» **STATED EXERCISE**: Reproduce the forum thread on favorite lipstick finishes below word for word, in full.

» **EXTRACT PROVIDED**:
My favorites are matte, satin & VP; my least is Frost (but I do own some because sometimes the color is too pretty to pass up)

On me, I hate frost lipstick.


----------



## aziajs (May 2, 2007)

Satins!!


----------



## mzreyes (May 2, 2007)

Quote:

   Originally Posted by *MACGoddess* 

 
_Honestly I love ALL the textures...  I don't find them difficult to deal with, and they all have their pros and cons._

 
ITA!! I love em all. I don't discriminate


----------



## Potion (May 4, 2007)

I love Satins.


----------



## KAIA (May 4, 2007)

everything except matte.


----------



## babylis12 (May 5, 2007)

satin!!!! and matte and VP


----------



## contrabassoon (May 5, 2007)

I really like Veluxe Pearl finishes, but my favourite has got to be Frost.


----------



## Artemis (May 6, 2007)

» **DATA SECTION**:

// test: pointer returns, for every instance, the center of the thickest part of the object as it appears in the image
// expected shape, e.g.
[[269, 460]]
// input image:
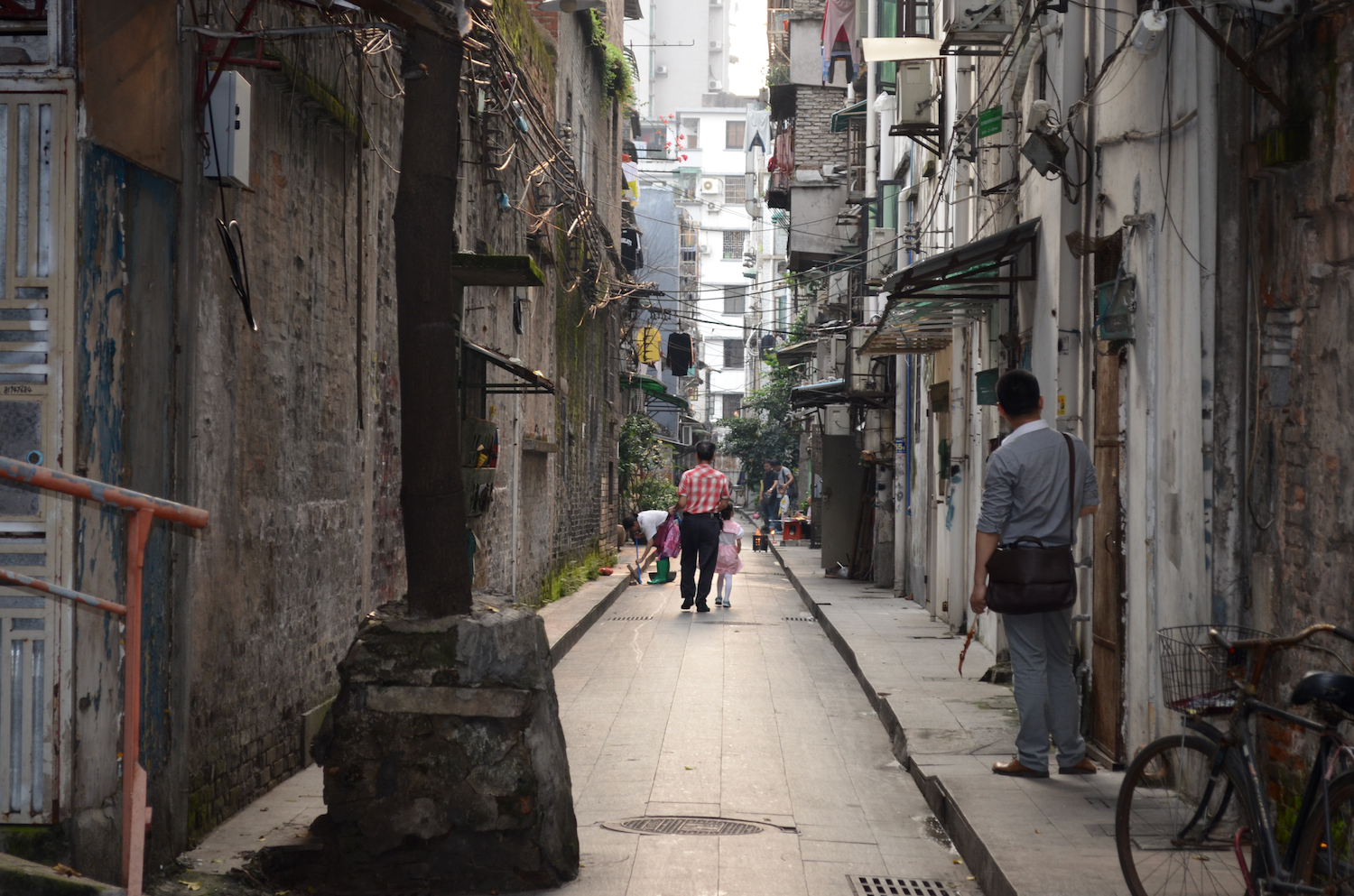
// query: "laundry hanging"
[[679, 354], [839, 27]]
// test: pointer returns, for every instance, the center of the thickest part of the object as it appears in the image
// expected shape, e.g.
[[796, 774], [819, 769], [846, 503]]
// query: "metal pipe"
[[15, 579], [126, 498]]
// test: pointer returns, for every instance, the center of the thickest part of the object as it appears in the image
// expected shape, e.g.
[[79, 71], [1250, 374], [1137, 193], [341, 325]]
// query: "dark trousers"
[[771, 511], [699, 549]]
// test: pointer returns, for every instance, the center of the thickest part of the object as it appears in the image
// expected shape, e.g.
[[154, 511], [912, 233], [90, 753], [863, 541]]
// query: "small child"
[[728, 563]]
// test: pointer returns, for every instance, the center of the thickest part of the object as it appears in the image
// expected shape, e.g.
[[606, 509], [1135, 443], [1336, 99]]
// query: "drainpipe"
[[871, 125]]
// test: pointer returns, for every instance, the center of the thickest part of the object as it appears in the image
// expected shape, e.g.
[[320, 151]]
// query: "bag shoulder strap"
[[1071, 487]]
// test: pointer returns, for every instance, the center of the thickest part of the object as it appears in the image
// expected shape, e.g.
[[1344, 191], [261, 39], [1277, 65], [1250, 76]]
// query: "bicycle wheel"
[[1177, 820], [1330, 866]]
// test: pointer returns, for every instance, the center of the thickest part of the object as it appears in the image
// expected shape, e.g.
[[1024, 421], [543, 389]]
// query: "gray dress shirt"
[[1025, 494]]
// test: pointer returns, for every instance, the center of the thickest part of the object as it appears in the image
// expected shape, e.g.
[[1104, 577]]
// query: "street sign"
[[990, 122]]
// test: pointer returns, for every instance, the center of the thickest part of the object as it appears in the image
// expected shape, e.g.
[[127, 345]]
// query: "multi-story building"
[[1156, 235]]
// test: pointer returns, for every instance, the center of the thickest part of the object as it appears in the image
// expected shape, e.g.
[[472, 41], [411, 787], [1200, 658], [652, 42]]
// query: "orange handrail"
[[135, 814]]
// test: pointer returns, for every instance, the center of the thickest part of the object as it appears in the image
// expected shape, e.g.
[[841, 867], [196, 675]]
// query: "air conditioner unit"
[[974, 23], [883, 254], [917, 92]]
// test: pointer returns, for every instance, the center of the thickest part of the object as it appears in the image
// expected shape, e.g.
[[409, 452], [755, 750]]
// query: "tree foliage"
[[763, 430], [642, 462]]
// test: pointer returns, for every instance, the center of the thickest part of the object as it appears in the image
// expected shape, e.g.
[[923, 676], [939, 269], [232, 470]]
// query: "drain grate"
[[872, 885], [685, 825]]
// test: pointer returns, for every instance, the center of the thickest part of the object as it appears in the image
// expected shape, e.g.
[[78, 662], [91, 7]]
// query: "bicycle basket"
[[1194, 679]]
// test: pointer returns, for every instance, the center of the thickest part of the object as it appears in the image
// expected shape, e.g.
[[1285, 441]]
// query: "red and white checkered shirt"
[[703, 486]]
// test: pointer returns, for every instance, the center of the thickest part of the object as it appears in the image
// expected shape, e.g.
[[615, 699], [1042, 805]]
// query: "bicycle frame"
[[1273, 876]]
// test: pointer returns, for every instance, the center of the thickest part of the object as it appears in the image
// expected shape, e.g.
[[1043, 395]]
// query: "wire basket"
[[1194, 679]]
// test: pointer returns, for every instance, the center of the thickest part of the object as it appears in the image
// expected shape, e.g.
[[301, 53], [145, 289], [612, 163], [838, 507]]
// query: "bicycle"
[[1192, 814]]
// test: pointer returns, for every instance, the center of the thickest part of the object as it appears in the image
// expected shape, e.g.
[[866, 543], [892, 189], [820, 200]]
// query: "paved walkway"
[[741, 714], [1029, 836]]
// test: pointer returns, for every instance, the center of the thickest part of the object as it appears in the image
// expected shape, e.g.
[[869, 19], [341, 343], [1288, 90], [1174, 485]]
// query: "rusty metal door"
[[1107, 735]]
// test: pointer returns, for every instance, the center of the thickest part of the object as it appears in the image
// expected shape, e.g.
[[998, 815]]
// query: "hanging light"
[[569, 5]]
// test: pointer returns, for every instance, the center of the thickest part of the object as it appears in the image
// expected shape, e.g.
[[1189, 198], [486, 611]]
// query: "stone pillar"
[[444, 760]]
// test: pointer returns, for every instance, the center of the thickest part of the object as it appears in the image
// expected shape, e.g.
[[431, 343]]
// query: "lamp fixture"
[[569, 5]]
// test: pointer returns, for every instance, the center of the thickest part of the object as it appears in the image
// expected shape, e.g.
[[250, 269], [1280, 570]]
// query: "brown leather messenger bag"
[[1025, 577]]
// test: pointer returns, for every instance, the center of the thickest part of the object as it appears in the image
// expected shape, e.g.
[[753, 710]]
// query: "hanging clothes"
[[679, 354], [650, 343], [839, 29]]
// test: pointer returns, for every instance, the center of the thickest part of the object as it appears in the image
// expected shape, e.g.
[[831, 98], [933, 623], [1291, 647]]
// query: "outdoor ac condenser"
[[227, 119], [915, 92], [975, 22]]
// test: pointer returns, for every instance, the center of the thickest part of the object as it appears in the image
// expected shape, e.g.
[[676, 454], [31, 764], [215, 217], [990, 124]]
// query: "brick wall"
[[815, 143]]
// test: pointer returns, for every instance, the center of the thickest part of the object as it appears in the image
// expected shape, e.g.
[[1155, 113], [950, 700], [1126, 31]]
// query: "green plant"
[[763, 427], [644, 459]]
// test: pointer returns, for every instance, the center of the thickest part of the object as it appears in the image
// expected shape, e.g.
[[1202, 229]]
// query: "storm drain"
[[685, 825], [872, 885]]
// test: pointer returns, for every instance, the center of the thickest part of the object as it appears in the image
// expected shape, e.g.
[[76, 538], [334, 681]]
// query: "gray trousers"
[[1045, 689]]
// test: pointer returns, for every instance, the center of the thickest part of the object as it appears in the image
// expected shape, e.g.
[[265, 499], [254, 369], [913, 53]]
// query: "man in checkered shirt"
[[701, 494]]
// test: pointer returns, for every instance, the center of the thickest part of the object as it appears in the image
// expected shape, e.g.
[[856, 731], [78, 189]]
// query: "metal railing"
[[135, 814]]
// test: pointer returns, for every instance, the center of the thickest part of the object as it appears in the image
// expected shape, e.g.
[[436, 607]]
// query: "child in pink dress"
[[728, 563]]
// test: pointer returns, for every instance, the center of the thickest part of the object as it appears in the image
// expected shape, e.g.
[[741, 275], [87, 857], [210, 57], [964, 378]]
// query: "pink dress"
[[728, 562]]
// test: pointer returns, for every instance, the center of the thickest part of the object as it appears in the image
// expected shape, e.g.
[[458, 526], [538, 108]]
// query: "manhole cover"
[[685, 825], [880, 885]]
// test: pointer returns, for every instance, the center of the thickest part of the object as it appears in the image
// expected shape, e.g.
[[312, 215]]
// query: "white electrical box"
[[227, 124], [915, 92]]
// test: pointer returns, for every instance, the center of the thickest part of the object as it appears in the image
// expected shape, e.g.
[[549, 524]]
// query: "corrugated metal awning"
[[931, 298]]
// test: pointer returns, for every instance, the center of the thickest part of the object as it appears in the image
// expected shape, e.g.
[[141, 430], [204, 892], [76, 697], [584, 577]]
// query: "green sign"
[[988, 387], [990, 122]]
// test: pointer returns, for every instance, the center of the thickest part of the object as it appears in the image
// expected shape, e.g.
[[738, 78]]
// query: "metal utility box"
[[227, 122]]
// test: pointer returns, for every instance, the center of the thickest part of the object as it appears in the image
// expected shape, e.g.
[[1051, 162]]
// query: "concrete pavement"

» **FINAL RESULT**:
My favorites are matte, satin & VP; my least is Frost (but I do own some because sometimes the color is too pretty to pass up)

On me, I hate frost lipstick.


----------



## aziajs (May 2, 2007)

Satins!!


----------



## mzreyes (May 2, 2007)

Quote:

   Originally Posted by *MACGoddess* 

 
_Honestly I love ALL the textures...  I don't find them difficult to deal with, and they all have their pros and cons._

 
ITA!! I love em all. I don't discriminate


----------



## Potion (May 4, 2007)

I love Satins.


----------



## KAIA (May 4, 2007)

everything except matte.


----------



## babylis12 (May 5, 2007)

satin!!!! and matte and VP


----------



## contrabassoon (May 5, 2007)

I really like Veluxe Pearl finishes, but my favourite has got to be Frost.


----------



## Artemis (May 6, 2007)